次の課題:
1 - 長谷川式スケールの文章を読んで、次の問いに答えてください。
(a) 長谷川式簡易知能評価スケールを開発したのはだれですか。
(b) このスケールの満点は何点ですか。
(c) 病院で診断を受けた93歳の女性の合計点は何点でしたか。
2 - 長谷川式スケールの文章を、最後の一文のあとから書き進めてください。

本文:

【上昇気流】「長谷川式簡易知能評価スケール」(HDS-R)


認知症

 「長谷川式」といえば、医療現場では認知症の“物差し”として知られる。精神科医の長谷川和夫さんが開発したもので、正式名は「長谷川式簡易知能評価スケール」(HDS-R)。認知症の疑いがある時、これを使って診断する。試しにやってみますか。

 「お歳はいくつですか」(2年までの誤差は正解、1点)。「これから言う三つの言葉を言ってください。あとでまた聞きますのでよく覚えておいてください。桜、猫、電車」(言葉ごとに各1点)。「100から7を順番に引いてください」(93で1点、86で2点)。こんな質問が九つあり、満点は30点。20点以下は認知症とされる。

 病院で93歳の女性の診断に立ち会った。年齢の問いに「85歳です」との返事。計12点で「やや高度な認知症」に該当した。家族と同居なので、日常生活に支障はない。「認知症になって死ぬか、なる前に死ぬか。どっちかですから」と、医師は認知症との付き合い方を丁寧に話した。

データ収集の記録
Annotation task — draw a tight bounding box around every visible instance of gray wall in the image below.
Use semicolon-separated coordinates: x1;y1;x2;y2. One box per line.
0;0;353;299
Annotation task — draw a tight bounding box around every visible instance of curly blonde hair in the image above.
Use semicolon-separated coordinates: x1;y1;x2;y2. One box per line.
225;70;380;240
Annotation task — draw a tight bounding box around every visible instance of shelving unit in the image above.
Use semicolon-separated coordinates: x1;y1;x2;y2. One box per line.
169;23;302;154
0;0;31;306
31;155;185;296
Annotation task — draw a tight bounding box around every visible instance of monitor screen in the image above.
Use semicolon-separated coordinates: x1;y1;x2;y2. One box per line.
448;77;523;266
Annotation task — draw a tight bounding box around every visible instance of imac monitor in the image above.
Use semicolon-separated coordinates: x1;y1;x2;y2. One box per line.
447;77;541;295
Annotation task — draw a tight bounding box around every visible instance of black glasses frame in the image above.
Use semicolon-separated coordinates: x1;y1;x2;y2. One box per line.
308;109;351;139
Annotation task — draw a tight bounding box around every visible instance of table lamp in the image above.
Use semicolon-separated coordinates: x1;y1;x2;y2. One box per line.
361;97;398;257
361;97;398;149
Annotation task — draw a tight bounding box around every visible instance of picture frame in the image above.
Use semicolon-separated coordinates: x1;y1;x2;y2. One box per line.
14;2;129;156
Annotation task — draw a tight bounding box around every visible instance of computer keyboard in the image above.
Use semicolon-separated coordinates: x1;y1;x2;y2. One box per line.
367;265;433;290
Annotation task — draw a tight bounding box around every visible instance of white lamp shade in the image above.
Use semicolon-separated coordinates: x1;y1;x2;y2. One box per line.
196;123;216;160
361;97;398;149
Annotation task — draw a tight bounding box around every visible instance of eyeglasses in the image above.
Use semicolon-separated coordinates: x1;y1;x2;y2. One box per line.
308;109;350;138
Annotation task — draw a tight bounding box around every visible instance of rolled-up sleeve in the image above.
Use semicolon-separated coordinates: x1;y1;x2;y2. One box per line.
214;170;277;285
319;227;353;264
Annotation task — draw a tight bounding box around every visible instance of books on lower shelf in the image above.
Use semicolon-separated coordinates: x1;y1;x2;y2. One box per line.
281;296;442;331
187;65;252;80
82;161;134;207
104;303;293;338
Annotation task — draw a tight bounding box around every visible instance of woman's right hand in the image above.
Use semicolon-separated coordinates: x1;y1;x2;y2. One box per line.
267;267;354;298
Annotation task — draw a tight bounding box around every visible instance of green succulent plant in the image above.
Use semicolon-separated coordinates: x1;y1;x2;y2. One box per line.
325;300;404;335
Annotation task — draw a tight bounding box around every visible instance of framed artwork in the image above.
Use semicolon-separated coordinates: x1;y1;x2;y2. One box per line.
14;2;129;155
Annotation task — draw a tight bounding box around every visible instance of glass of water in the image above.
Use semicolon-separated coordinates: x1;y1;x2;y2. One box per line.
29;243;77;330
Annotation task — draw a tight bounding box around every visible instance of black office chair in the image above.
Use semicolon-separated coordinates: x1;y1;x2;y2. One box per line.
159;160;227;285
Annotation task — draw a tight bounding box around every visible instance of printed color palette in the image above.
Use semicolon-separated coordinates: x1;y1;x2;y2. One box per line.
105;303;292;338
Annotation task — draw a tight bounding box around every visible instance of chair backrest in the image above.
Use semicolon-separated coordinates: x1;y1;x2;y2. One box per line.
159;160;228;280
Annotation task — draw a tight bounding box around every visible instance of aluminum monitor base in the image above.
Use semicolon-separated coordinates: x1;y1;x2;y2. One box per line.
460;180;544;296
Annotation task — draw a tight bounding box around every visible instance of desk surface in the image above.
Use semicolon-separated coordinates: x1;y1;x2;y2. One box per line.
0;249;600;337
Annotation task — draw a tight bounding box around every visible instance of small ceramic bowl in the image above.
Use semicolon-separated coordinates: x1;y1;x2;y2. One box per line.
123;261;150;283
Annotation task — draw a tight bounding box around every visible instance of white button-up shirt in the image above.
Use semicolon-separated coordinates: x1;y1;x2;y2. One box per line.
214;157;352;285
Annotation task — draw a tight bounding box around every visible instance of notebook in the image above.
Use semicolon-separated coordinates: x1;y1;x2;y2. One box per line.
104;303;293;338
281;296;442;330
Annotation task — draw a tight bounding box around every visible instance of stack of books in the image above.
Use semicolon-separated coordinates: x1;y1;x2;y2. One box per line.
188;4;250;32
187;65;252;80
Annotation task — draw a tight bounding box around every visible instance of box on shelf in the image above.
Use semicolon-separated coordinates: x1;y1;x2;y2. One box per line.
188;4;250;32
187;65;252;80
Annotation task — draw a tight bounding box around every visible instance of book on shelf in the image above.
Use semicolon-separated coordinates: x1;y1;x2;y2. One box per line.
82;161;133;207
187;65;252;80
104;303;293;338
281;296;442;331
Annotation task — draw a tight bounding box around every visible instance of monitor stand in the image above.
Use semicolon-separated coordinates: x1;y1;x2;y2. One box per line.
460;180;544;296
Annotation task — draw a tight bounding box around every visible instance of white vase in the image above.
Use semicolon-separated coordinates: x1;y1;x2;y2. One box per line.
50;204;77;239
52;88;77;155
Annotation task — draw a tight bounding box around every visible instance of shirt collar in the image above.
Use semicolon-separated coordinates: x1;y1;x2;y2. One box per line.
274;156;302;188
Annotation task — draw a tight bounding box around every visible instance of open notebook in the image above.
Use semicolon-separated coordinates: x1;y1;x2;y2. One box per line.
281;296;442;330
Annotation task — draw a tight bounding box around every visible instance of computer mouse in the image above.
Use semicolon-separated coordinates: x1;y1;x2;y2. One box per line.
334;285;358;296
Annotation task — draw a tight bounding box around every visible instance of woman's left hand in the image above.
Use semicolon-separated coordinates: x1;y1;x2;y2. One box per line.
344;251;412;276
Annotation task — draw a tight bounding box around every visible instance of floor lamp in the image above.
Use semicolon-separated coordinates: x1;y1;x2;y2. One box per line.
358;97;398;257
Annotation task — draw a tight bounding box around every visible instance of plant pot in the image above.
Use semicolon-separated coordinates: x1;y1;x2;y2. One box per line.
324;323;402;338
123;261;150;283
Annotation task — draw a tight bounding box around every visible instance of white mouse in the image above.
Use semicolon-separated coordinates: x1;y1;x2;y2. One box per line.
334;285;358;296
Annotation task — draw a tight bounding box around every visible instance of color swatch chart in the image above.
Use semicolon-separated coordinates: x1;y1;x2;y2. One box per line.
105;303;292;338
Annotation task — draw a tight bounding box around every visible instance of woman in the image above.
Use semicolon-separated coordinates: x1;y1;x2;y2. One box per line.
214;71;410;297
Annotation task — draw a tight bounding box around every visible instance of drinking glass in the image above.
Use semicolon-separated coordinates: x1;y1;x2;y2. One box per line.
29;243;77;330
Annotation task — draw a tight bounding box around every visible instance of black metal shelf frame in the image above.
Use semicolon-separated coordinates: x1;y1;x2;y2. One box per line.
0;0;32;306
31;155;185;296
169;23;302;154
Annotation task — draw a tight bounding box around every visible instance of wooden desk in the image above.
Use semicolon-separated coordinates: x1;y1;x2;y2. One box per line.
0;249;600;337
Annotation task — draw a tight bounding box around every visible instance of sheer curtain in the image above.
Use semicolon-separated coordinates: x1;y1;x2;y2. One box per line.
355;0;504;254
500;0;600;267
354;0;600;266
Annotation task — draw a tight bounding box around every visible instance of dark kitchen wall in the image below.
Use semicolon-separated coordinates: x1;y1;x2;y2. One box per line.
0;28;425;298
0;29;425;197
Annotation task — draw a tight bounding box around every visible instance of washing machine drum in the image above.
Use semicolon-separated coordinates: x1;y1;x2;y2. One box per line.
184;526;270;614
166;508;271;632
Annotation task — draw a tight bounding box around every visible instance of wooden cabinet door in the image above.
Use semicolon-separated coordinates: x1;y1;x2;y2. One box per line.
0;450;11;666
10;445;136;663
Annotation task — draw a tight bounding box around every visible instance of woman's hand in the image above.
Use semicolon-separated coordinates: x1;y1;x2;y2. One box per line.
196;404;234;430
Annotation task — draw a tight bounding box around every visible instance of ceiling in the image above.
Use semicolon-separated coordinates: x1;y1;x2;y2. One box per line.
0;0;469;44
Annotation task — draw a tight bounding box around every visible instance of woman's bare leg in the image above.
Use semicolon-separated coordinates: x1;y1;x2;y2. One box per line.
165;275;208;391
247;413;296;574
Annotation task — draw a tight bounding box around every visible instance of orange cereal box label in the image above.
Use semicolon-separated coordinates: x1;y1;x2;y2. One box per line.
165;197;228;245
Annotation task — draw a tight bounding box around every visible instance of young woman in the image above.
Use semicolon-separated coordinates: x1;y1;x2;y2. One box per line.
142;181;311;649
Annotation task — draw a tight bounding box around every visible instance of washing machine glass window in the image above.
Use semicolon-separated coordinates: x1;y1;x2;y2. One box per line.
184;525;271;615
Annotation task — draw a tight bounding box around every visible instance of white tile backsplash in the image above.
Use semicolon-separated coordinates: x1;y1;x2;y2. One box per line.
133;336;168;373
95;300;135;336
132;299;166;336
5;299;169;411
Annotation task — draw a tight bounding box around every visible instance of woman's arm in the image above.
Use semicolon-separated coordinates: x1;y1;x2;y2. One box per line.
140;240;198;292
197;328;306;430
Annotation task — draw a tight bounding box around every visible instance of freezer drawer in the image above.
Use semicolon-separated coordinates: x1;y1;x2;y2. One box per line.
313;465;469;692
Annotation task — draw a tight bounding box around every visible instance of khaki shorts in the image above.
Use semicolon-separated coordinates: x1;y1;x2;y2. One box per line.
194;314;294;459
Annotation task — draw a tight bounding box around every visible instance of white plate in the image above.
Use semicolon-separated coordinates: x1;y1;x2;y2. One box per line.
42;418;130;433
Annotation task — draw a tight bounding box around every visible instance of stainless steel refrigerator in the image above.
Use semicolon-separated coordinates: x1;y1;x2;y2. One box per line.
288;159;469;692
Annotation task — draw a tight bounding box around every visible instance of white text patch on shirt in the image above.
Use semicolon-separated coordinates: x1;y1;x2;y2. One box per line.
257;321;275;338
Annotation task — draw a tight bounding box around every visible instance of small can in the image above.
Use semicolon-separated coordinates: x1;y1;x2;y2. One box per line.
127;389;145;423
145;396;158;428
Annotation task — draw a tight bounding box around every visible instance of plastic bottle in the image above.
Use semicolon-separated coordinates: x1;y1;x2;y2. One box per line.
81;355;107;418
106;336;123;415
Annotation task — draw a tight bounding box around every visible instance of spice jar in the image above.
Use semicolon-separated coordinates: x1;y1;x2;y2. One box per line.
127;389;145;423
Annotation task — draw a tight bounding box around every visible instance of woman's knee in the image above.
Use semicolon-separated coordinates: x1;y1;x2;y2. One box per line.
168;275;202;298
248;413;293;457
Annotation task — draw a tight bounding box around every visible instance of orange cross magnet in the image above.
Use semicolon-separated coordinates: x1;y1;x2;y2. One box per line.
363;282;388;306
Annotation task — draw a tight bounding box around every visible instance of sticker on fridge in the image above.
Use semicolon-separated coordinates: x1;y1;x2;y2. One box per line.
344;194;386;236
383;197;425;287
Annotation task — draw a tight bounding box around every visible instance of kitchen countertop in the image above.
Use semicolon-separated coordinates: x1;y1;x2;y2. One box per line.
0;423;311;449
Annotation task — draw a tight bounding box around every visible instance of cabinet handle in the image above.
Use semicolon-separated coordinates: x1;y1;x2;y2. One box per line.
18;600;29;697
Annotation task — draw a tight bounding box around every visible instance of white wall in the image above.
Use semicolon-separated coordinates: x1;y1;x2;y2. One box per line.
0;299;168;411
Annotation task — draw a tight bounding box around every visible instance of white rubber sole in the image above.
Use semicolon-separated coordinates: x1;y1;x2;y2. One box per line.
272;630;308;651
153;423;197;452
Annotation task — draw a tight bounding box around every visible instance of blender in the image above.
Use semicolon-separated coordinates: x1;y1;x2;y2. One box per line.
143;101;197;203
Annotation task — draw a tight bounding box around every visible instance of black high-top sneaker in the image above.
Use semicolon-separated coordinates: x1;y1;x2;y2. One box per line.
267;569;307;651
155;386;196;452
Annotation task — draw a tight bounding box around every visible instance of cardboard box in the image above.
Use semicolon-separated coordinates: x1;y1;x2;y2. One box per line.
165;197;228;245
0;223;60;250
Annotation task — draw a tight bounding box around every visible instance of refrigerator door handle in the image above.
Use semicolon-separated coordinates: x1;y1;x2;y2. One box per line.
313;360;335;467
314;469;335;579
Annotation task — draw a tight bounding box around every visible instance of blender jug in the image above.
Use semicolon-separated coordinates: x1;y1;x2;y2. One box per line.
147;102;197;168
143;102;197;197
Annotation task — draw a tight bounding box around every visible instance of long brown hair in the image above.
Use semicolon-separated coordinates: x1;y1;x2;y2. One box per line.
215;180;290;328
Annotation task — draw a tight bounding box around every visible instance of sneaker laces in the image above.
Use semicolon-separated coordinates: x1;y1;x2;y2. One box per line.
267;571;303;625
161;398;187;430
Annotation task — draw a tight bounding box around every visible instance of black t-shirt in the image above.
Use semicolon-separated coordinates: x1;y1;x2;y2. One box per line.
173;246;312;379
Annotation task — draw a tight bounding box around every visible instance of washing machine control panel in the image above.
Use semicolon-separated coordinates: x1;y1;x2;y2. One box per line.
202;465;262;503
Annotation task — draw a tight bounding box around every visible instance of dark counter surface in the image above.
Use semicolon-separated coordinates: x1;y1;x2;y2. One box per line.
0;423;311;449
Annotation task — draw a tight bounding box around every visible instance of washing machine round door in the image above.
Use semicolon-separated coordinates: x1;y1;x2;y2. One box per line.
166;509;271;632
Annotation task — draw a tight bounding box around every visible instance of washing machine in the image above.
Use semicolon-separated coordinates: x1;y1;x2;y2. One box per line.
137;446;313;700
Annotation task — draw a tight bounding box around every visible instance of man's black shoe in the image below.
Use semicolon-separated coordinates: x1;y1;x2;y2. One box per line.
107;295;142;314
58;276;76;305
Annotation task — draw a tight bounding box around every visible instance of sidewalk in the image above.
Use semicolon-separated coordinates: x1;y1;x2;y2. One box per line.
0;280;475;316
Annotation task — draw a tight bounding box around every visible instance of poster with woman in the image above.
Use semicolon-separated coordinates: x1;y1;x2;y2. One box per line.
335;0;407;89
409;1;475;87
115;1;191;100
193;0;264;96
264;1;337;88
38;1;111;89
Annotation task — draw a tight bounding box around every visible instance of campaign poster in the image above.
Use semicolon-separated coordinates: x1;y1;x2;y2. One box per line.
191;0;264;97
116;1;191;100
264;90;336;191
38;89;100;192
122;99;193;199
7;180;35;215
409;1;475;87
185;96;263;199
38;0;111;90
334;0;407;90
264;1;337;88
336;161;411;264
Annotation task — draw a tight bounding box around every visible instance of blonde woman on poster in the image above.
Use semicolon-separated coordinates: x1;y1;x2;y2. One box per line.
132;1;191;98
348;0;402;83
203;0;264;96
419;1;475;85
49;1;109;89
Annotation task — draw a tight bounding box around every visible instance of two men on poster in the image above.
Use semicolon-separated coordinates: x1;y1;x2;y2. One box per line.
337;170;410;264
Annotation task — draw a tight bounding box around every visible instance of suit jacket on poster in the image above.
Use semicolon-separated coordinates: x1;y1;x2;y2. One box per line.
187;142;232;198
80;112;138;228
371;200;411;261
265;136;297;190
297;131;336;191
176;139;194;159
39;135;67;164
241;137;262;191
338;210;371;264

課題の解答:
1 -
(a) 精神科医の長谷川和夫さん
(b) 30点
(c) 12点

2 -
 長寿社会では「誰もがなりえる病気」だから、「認知症になっても大丈夫な社会をつくろう」と長谷川さんは声を上げ続け、自ら認知症になったことも公表した。

 戦後のベビーブーム期に生まれた「団塊の世代」が来年から順次、75歳以上の後期高齢者になる。医療・介護の難問を抱える「2025年問題」は目前だ。

 先週、新聞に長谷川さんの訃報が載った。92年の人生を全うされ、天に召された。認知症対策のミッションを後世に託して。